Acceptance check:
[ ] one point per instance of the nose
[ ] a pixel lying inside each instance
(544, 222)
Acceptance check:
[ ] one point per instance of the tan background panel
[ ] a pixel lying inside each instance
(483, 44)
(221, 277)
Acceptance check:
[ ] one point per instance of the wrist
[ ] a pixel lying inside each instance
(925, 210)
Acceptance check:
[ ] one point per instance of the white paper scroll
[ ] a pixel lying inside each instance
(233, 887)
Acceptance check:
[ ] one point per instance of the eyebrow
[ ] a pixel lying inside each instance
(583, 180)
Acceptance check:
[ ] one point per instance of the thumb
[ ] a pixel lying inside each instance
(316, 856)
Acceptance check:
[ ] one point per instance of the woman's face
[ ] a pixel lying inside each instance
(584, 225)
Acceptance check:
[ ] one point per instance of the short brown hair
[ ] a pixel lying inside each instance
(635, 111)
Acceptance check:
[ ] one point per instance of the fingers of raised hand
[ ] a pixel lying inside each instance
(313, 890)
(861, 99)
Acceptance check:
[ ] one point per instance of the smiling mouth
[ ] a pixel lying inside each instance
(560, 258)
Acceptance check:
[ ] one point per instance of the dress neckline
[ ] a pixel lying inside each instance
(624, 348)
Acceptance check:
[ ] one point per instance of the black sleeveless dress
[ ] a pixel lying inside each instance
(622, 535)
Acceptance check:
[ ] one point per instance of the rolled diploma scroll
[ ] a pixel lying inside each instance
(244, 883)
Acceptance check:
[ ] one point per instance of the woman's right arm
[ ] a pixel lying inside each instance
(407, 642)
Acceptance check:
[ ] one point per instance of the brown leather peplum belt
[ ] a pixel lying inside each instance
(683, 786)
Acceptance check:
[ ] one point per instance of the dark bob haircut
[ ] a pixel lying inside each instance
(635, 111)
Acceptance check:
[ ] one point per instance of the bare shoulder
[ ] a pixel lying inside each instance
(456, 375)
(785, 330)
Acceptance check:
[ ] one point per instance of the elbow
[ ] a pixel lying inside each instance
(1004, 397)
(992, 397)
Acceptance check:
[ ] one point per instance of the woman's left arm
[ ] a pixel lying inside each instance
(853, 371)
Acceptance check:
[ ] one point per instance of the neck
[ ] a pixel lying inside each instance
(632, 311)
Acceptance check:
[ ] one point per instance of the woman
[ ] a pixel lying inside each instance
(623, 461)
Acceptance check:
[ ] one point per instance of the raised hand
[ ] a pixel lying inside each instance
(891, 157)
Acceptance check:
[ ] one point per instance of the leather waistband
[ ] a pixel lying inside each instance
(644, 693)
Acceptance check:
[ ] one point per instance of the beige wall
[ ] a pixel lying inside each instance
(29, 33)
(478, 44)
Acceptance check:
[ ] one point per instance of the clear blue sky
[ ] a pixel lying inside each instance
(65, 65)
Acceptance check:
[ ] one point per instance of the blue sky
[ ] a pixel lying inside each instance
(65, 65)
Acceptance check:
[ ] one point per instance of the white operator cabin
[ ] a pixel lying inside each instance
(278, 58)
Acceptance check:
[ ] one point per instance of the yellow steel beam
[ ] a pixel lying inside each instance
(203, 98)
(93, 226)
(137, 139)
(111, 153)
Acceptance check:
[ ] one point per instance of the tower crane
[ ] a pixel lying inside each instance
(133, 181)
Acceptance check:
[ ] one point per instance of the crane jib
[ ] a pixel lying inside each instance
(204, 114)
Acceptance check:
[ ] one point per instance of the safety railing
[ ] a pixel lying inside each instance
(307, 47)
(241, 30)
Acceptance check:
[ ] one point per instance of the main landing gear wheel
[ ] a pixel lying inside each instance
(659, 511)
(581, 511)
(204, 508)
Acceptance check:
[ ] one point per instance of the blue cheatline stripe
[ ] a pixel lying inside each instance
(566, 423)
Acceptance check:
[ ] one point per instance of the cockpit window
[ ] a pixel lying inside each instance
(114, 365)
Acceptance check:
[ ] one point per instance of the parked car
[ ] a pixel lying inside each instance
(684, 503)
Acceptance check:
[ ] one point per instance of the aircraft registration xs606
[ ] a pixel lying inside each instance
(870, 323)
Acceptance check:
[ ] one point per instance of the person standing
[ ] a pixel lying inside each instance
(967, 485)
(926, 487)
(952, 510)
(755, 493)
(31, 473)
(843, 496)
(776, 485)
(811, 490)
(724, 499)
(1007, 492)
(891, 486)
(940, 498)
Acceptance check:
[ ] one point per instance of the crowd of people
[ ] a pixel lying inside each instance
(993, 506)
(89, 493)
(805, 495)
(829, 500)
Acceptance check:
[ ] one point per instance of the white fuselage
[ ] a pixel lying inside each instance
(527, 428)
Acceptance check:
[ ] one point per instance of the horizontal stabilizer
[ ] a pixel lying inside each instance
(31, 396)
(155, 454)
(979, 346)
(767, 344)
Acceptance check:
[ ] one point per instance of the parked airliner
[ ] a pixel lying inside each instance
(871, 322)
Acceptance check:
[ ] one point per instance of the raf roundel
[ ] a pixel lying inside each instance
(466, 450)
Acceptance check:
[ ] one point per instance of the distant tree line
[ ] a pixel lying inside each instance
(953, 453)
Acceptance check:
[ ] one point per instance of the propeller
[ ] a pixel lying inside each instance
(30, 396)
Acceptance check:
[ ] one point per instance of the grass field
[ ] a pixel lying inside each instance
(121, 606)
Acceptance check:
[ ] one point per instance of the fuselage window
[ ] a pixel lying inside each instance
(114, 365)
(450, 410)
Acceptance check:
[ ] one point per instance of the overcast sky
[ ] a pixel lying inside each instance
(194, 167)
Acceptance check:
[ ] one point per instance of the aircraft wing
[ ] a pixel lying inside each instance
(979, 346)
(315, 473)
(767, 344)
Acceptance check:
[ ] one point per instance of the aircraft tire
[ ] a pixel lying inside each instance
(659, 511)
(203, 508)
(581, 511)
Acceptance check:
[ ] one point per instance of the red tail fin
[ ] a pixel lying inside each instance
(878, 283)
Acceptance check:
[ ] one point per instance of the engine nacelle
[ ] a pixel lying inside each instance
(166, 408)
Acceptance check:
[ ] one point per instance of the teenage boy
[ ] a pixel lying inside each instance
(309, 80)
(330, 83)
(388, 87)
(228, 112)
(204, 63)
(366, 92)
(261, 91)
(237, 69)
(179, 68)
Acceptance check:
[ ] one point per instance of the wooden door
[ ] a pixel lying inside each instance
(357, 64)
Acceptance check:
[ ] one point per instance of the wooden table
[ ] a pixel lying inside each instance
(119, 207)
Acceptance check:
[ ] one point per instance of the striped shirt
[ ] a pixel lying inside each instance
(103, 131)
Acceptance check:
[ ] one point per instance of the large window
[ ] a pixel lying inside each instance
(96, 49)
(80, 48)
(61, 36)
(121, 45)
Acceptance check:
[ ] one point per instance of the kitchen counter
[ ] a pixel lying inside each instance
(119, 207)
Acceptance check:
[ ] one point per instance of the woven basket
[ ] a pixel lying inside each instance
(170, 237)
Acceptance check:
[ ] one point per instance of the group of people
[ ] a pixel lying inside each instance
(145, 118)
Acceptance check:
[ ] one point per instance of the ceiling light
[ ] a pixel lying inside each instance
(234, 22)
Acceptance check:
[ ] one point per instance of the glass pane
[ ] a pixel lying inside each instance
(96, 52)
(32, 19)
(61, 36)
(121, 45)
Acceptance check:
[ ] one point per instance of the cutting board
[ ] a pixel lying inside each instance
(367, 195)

TASK REQUIREMENTS ::
Take the listing above and set it down exactly.

RESULT FOR THIS EXERCISE ::
Acceptance check:
[ ] one point per instance of the nose
[ ] a pixel lying inside each instance
(544, 222)
Acceptance check:
[ ] one point per instance of the tan background panel
[ ] a pixel lying inside each instance
(483, 44)
(221, 277)
Acceptance check:
[ ] one point per instance of the wrist
[ ] a pixel lying inside each instance
(925, 210)
Acceptance check:
[ ] one point per instance of the white paper scroll
[ ] a pixel lying inside each instance
(233, 887)
Acceptance check:
[ ] one point per instance of the eyebrow
[ ] a pixel lying inside each instance
(583, 180)
Acceptance check:
[ ] one point per instance of the thumb
[ ] a pixel lying inside each instance
(316, 856)
Acceptance check:
[ ] one point per instance of the woman's face
[ ] a pixel lying inside each instance
(584, 225)
Acceptance check:
[ ] one point per instance of the short brown hair
[ ] a pixel lying inside each instance
(635, 111)
Acceptance check:
[ ] one point per instance of the fingers of raised hand
[ ] a pixel lying inside each instance
(313, 890)
(861, 99)
Acceptance check:
[ ] one point per instance of the smiling mouth
[ ] a pixel lying inside each instance
(560, 258)
Acceptance check:
[ ] one point per instance of the dress neckline
[ ] a pixel lying inside each instance
(624, 348)
Acceptance check:
[ ] one point per instance of the black sleeveless dress
[ ] a pixel lying inside each instance
(622, 535)
Acceptance check:
[ ] one point per instance of the rolled diploma scroll
[ ] a pixel lying inside each instance
(244, 883)
Acceptance check:
[ ] one point per instance of the woman's right arm
[ ] a pixel lying inside each instance
(407, 642)
Acceptance check:
[ ] one point per instance of the brown leather peplum belt
[ ] a pixel lying inside each instance
(683, 786)
Acceptance check:
[ ] one point per instance of the dark bob haircut
[ ] a pixel lying inside each instance
(635, 111)
Acceptance check:
[ ] one point per instance of the bare shoulder
[ ] a pixel lying inside each instance
(456, 375)
(785, 330)
Acceptance check:
[ ] one point per instance of the elbow
[ ] a pixel lying inside each instance
(1004, 397)
(992, 397)
Acceptance check:
[ ] one point per instance of the woman's left arm
[ ] a pixel lying inside each instance
(853, 371)
Acceptance check:
[ ] one point per instance of the neck
[ ] a pixel lying inside each instance
(632, 311)
Acceptance check:
[ ] one point per instance of the woman
[ ] a pixel lying inside each instance
(623, 461)
Acceptance check:
[ ] one point per instance of the raised hand
[ ] a pixel lying inside each instance
(891, 157)
Acceptance check:
[ ] one point per instance of the leather waistband
[ ] a pixel lying inside each instance
(644, 693)
Acceptance check:
[ ] one point per instance of the beige wall
[ ] a pixel lying inside each instance
(29, 33)
(478, 44)
Acceptance check:
[ ] one point per instance of the clear blue sky
[ ] a pixel lying inside each instance
(65, 65)
Acceptance check:
[ ] one point per instance of the blue sky
[ ] a pixel lying inside each instance
(65, 65)
Acceptance check:
[ ] one point per instance of the white operator cabin
[ ] a pixel lying inside each instance
(278, 58)
Acceptance check:
[ ] one point per instance of the yellow steel beam
[ ] a pixel lying inside each instance
(203, 98)
(93, 226)
(137, 139)
(111, 153)
Acceptance check:
[ ] one point per instance of the tower crane
[ ] a pixel lying inside each instance
(133, 181)
Acceptance check:
[ ] one point per instance of the crane jib
[ ] a pixel lying inside each instance
(204, 114)
Acceptance check:
[ ] one point per instance of the safety railing
[ ] a pixel lying inside each instance
(307, 47)
(241, 30)
Acceptance check:
[ ] one point per instance of the main landing gear wheel
[ ] a pixel lying inside each instance
(659, 511)
(581, 511)
(204, 508)
Acceptance check:
[ ] one point per instance of the blue cheatline stripe
[ ] a pixel lying inside each instance
(566, 423)
Acceptance check:
[ ] one point per instance of the cockpit window
[ ] a pixel lying inside each instance
(114, 365)
Acceptance check:
[ ] one point per instance of the parked car
[ ] a pixel lying inside each instance
(684, 503)
Acceptance check:
[ ] one point per instance of the aircraft registration xs606
[ ] a pixel lying inside each instance
(870, 323)
Acceptance check:
[ ] one point per instance of the person standing
[ ] a pixel lying inside each instance
(967, 485)
(926, 487)
(952, 510)
(755, 493)
(31, 473)
(843, 496)
(776, 485)
(811, 490)
(724, 499)
(1007, 492)
(891, 486)
(940, 498)
Acceptance check:
[ ] one point per instance of the crowd of people
[ ] a pixel lying inside each instance
(993, 506)
(89, 493)
(805, 495)
(829, 500)
Acceptance check:
[ ] one point per instance of the white fuselage
[ ] a pixel lying inside each instance
(527, 428)
Acceptance check:
[ ] one point per instance of the horizontal stabilizer
[ ] a pixel lying inside each instance
(31, 396)
(155, 454)
(979, 346)
(767, 344)
Acceptance check:
[ ] one point per instance of the parked airliner
[ ] a pixel lying inside each instance
(871, 322)
Acceptance check:
[ ] one point per instance of the raf roundel
[ ] a pixel lying inside each instance
(466, 450)
Acceptance check:
[ ] one point per instance of the distant tree line
[ ] a pixel lying inside each instance
(953, 453)
Acceptance check:
[ ] one point per instance of the propeller
[ ] a pixel lying inside each instance
(30, 396)
Acceptance check:
[ ] one point per instance of the grass field
[ ] a pixel lying inside each instance
(121, 606)
Acceptance check:
[ ] one point per instance of the fuselage window
[ ] a pixel lying inside each instance
(114, 365)
(450, 410)
Acceptance check:
[ ] one point per instance of the overcast sky
[ ] a pixel lying inside each instance
(194, 167)
Acceptance check:
[ ] one point per instance of the aircraft wing
[ ] a pixel lying inside each instance
(979, 346)
(315, 473)
(767, 344)
Acceptance check:
[ ] one point per instance of the aircraft tire
[ ] a pixel lying inside each instance
(659, 511)
(203, 508)
(581, 511)
Acceptance check:
[ ] one point per instance of the red tail fin
[ ] a pixel lying inside each instance
(878, 283)
Acceptance check:
[ ] one point per instance of the engine nacelle
[ ] a pixel lying inside each instance
(166, 408)
Acceptance check:
[ ] one point per instance of the teenage boy
[ ] a pixel lying inside each instance
(309, 80)
(330, 83)
(388, 87)
(228, 112)
(204, 63)
(366, 92)
(261, 91)
(237, 69)
(179, 68)
Acceptance check:
[ ] one point per instance of the wooden door
[ ] a pixel lying inside each instance
(357, 64)
Acceptance check:
[ ] one point per instance of the wooden table
[ ] a pixel lying inside each instance
(119, 207)
Acceptance check:
[ ] one point per instance of the striped shirt
[ ] a pixel lying inside each instance
(103, 131)
Acceptance check:
[ ] one point per instance of the large window
[ ] a pixel lying inside each instance
(96, 49)
(80, 48)
(61, 36)
(121, 45)
Acceptance check:
[ ] one point per instance of the kitchen counter
[ ] a pixel lying inside each instance
(119, 207)
Acceptance check:
[ ] one point per instance of the woven basket
[ ] a pixel lying inside each instance
(170, 237)
Acceptance check:
[ ] one point per instance of the group of people
[ ] a pixel lying inside each instance
(145, 118)
Acceptance check:
[ ] one point per instance of the ceiling light
[ ] a pixel lying inside each instance
(234, 22)
Acceptance check:
[ ] one point per instance of the glass pane
[ ] a pixel lying inside each instance
(96, 52)
(32, 19)
(61, 36)
(121, 45)
Acceptance check:
[ ] one point per instance of the cutting board
[ ] a pixel lying inside each instance
(367, 195)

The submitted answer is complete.